▶ _Exercise aim_
Every line with the string "brick" in it belongs in your answer, so copy them all from the data.

▶ _Stored items_
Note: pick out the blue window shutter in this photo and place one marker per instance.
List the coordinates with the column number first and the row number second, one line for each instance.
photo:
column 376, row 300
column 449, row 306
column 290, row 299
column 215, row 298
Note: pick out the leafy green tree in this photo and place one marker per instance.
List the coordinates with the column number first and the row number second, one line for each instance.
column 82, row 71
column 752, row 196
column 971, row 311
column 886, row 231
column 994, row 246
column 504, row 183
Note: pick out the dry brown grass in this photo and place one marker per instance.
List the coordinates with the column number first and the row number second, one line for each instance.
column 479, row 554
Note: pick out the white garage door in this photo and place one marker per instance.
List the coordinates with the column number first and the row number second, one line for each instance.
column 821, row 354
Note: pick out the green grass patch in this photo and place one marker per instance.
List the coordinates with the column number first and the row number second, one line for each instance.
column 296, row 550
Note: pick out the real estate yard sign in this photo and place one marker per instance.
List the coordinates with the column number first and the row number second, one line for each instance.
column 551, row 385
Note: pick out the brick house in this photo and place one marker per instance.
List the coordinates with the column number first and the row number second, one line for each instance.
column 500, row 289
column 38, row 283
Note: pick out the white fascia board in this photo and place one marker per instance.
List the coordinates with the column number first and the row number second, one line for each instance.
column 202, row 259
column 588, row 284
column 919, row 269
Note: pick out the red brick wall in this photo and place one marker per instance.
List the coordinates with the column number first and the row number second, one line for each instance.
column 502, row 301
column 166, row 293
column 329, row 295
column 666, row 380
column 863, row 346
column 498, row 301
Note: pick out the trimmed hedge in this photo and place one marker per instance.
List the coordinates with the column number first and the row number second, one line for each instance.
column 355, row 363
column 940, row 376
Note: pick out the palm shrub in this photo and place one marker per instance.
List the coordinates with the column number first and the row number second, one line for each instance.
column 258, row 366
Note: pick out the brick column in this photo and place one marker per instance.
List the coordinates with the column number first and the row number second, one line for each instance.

▶ _Response for this exercise_
Note: pick out the brick house in this photo and place one marker per instance.
Note: pick out the red brick wall in this photo and place one marker per instance.
Note: pick out the brick column in this photo and place one marker per instance.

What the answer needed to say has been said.